-------- Records
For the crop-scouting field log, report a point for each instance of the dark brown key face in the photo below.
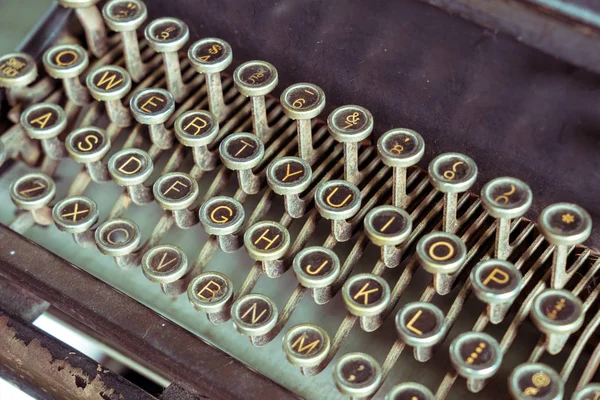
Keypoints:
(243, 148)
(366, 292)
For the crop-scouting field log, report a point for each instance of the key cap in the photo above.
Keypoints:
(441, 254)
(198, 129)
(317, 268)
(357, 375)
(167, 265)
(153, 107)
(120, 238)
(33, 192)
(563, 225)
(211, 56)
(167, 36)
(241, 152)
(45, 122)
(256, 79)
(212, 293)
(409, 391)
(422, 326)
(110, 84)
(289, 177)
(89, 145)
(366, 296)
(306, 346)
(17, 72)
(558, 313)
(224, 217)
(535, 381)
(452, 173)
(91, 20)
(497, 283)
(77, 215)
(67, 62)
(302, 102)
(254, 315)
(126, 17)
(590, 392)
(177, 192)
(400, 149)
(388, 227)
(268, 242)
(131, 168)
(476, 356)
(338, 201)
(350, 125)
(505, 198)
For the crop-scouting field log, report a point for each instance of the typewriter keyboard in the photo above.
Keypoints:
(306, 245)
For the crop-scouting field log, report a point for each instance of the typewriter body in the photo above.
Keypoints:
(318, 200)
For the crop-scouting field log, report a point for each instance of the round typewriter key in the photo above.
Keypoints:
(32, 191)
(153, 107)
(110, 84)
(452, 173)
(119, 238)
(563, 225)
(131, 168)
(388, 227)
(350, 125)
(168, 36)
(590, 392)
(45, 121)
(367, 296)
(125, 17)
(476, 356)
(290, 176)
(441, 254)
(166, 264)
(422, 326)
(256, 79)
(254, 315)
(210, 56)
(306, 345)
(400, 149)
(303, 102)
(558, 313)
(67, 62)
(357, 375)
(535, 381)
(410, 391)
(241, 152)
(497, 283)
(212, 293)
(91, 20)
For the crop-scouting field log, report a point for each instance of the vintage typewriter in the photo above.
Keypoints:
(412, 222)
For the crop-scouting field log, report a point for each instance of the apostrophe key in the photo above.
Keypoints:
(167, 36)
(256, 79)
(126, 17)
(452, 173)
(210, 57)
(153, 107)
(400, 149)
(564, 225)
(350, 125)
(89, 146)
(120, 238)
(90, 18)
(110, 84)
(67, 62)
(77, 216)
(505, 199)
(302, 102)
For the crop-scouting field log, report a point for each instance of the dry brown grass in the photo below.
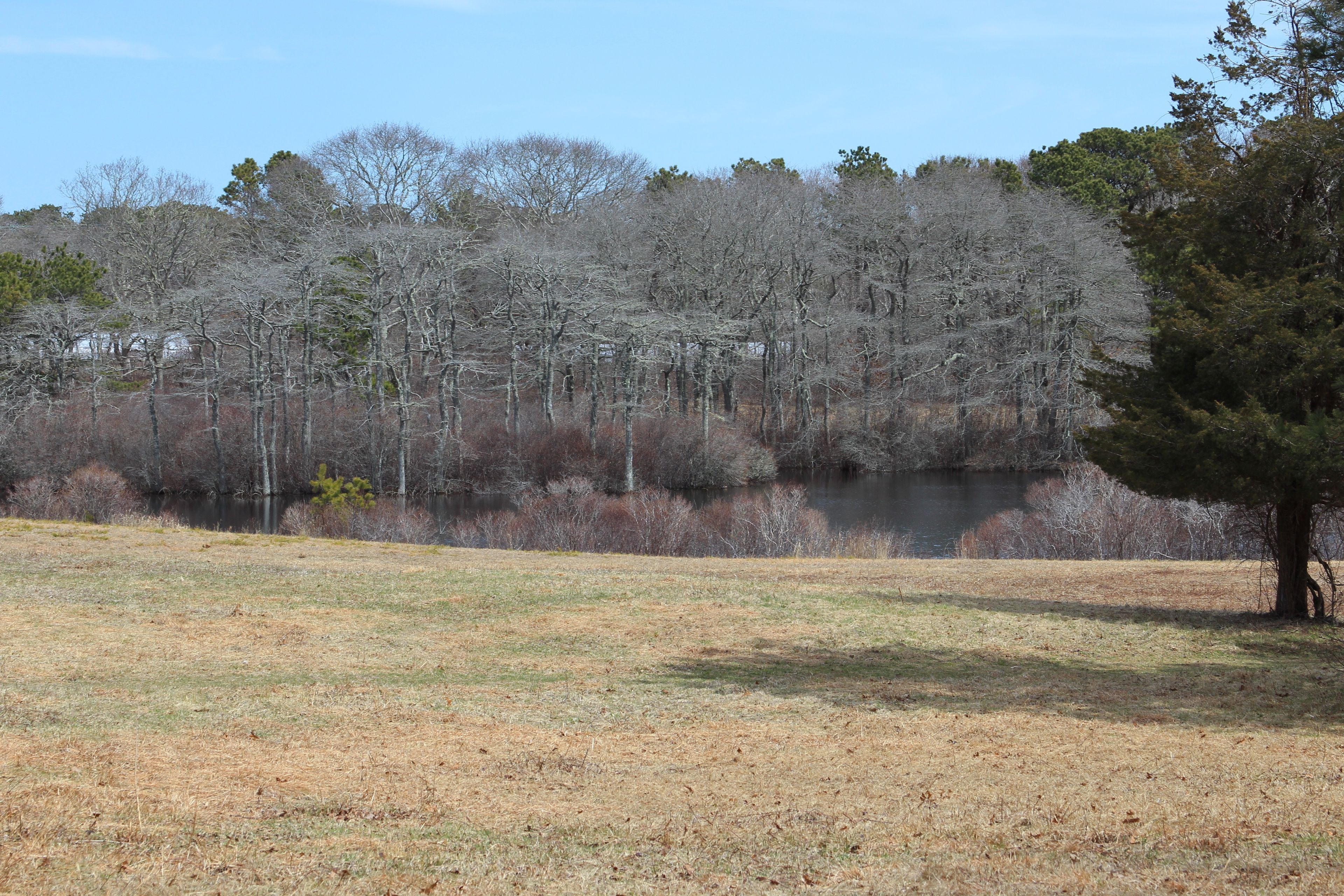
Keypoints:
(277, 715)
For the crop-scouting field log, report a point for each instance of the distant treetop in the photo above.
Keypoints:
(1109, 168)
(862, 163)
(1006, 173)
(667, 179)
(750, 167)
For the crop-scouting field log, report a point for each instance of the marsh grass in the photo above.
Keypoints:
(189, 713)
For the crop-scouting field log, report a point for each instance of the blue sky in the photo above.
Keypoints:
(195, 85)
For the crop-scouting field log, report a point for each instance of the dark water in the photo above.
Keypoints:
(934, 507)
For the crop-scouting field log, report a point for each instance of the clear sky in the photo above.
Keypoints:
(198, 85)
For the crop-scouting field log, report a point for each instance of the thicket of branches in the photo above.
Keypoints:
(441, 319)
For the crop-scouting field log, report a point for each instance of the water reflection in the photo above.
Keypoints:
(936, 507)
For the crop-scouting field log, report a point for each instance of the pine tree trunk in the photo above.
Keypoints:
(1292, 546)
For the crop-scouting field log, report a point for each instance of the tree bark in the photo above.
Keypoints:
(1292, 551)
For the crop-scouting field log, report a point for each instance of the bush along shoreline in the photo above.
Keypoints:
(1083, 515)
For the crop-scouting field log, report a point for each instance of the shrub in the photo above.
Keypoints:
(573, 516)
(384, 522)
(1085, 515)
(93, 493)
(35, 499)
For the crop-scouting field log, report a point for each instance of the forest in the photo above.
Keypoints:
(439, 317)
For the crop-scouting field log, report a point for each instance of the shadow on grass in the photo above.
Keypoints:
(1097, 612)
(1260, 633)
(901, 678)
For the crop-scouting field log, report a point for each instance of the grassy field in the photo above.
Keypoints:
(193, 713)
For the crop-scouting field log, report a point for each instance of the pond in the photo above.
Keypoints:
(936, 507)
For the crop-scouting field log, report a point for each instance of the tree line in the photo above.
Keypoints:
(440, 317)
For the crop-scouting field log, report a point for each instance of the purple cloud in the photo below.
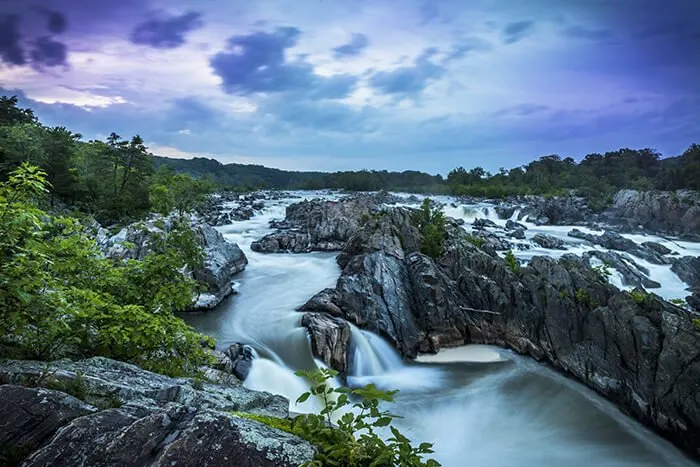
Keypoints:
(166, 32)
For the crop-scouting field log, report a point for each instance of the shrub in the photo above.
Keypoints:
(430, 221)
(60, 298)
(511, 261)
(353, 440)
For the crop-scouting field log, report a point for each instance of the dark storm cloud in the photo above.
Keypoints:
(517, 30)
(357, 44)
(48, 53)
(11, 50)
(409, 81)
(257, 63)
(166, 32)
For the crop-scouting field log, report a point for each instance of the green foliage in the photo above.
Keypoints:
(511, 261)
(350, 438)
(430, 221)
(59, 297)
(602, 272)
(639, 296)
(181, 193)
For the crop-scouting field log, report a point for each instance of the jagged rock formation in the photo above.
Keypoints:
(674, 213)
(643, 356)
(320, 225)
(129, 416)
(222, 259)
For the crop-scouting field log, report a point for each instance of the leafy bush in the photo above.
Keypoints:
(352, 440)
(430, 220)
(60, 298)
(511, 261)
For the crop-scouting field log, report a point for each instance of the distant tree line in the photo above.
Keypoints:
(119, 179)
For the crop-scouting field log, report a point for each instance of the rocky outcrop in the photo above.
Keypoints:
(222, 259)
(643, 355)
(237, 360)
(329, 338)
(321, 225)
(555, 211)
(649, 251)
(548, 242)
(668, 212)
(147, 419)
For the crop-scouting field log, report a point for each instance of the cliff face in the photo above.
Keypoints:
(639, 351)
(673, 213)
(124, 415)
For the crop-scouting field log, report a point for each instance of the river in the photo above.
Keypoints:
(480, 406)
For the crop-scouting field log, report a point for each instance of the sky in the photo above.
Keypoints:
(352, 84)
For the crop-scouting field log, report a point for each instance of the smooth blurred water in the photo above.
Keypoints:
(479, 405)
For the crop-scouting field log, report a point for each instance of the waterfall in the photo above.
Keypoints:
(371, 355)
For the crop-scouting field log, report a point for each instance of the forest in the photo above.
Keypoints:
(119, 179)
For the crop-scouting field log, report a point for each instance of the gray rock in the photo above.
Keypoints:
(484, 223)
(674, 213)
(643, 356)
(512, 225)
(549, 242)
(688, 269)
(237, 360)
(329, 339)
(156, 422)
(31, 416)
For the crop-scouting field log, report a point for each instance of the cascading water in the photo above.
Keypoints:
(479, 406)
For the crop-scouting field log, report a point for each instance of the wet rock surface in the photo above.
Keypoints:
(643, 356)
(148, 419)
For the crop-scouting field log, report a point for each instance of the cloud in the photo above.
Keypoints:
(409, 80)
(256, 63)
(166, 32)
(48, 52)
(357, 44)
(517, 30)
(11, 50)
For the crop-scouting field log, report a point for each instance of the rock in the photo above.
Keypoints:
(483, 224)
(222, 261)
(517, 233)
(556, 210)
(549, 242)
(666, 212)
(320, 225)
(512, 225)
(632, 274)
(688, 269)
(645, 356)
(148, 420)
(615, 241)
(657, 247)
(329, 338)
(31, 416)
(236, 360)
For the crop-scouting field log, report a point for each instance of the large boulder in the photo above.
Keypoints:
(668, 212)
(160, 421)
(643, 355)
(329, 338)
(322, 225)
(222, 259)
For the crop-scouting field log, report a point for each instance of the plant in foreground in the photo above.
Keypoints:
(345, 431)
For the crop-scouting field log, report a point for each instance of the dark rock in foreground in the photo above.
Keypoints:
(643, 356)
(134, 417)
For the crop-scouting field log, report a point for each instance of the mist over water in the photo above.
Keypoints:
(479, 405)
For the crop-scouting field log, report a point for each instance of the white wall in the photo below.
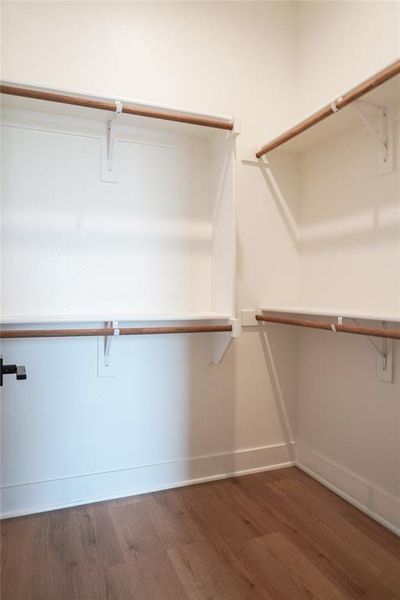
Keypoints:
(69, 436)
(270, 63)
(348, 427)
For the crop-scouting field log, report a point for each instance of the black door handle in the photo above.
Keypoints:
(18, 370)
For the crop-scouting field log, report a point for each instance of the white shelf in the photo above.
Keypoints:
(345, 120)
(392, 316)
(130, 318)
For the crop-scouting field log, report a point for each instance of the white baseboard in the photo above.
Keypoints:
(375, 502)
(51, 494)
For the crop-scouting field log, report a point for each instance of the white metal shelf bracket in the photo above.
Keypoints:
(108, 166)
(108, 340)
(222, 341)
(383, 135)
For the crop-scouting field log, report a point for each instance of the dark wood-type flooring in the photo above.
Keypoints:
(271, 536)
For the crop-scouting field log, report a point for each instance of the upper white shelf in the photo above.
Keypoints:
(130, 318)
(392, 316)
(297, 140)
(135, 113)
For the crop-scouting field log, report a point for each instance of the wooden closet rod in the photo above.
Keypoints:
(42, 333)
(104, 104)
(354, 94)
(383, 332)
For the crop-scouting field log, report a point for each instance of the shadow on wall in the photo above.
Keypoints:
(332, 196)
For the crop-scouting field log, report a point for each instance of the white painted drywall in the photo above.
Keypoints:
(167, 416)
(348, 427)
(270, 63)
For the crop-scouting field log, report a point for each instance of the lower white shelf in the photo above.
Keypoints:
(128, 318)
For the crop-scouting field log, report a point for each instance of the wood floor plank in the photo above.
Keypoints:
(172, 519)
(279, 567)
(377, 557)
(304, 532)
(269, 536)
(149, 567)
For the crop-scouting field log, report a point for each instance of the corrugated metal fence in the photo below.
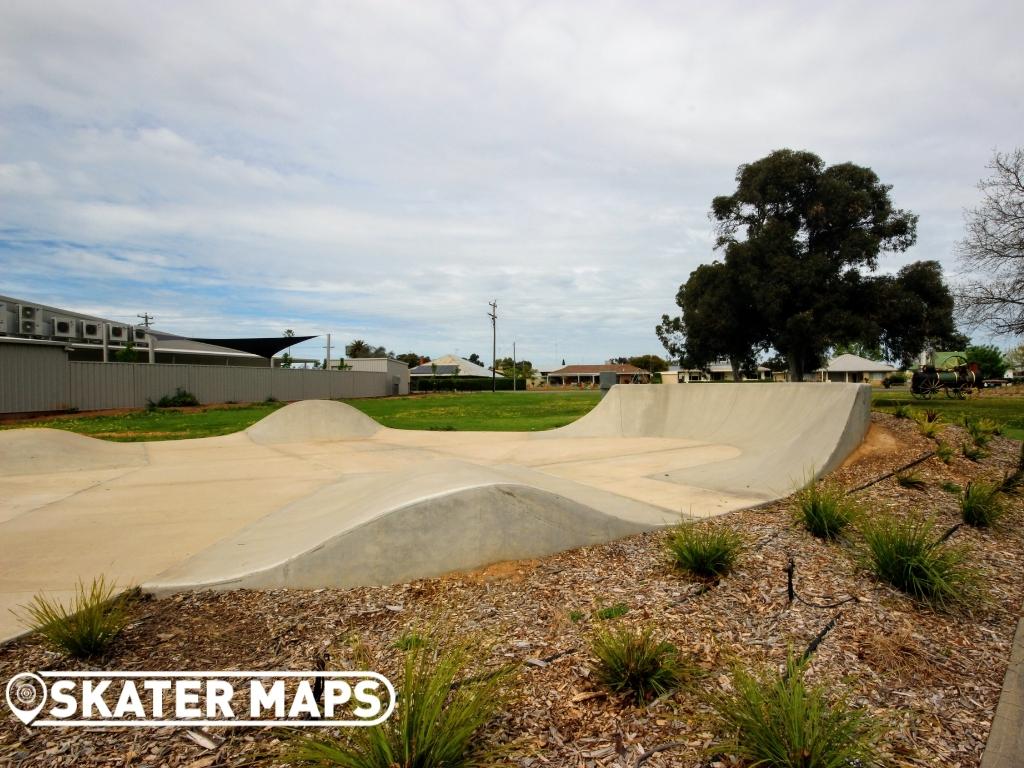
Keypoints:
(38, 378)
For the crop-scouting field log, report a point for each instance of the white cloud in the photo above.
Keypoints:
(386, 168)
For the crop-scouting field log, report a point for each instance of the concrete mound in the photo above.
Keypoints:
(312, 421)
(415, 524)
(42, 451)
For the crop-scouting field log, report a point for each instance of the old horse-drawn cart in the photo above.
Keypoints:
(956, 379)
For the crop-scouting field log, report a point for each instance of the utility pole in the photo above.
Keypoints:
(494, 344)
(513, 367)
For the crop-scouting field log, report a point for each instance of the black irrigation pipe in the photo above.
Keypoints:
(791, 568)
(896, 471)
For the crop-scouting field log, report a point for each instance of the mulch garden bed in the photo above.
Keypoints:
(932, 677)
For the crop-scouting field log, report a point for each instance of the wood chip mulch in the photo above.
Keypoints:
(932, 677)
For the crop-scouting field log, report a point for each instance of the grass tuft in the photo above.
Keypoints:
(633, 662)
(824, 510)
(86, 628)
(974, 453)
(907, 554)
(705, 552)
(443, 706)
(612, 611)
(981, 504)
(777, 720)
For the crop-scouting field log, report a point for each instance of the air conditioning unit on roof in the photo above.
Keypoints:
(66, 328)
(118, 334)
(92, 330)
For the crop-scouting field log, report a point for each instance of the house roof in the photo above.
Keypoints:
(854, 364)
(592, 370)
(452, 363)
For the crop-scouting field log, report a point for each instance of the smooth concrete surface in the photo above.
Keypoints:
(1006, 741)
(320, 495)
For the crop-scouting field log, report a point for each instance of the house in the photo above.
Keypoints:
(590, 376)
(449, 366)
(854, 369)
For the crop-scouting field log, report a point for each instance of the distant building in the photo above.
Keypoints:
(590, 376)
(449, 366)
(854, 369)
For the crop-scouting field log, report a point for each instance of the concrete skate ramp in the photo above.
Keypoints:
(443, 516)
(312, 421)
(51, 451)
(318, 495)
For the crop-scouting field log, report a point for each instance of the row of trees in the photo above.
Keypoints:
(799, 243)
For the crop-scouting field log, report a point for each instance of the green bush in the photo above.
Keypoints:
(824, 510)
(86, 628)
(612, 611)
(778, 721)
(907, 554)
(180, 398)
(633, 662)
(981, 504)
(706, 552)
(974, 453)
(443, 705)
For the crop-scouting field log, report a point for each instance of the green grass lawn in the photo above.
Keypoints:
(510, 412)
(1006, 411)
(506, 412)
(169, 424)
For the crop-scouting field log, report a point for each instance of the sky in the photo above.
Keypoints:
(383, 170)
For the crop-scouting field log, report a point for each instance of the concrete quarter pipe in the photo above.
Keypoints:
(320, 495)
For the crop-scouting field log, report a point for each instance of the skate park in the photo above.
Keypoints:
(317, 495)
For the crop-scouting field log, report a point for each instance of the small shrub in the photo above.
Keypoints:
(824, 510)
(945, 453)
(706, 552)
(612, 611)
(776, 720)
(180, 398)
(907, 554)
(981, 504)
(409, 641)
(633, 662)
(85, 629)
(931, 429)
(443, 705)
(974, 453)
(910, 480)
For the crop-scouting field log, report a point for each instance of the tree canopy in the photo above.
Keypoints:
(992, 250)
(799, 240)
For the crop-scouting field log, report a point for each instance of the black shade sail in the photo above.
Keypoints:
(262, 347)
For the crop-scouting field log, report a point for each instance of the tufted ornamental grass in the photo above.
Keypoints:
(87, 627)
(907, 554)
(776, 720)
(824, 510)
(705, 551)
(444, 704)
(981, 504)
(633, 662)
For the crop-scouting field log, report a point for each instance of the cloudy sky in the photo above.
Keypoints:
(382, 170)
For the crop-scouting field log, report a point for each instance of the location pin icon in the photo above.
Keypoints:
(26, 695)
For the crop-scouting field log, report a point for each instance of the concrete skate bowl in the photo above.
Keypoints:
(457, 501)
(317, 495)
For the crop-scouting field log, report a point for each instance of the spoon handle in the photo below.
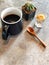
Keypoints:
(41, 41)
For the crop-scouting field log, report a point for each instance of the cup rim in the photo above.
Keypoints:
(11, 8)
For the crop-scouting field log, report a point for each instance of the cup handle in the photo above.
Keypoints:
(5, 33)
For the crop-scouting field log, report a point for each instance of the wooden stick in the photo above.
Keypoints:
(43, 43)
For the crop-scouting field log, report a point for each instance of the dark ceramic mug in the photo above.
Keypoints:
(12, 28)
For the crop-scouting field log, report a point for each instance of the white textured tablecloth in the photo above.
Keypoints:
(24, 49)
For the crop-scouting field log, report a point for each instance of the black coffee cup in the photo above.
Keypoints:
----------------
Short task =
Reproduce exactly and only the lines from the line that contains "cloudy sky in the photo above." to the end of the data above, both ends included. No pictures go in the copy.

Output of the exercise =
For the crop-scouting field log, report a point for each instance of the cloudy sky in the photo above.
Keypoints:
(382, 170)
For the crop-scouting field log, report a point for each instance of the location pin icon in the photo above.
Keypoints:
(26, 695)
For the crop-scouting field log, report a point for each instance of the concrete skate bowl in the photo above.
Keypoints:
(457, 501)
(317, 495)
For the crop-scouting field log, report a point for each instance of the spoon handle in the photo below.
Keypoints:
(41, 41)
For the crop-scouting field log, report a point for each instance of the cup rim in the photo above.
Keypoints:
(11, 8)
For the crop-scouting field log, report a point for each instance of the cup handle in the photo above.
Keypoints:
(5, 33)
For the crop-scouting field log, report a point for each instance of the wooden stick in the photo above.
Keypoints:
(43, 43)
For the crop-scouting field log, report a point for each instance of the dark ceramic mug in the photo above.
Keypoints:
(12, 28)
For the crop-scouting field log, report a point for each instance of the white textured tablecloth in the photo above.
Keypoints:
(24, 49)
For the crop-scouting field log, report a point for each instance of the black coffee cup in the photo above.
Keypoints:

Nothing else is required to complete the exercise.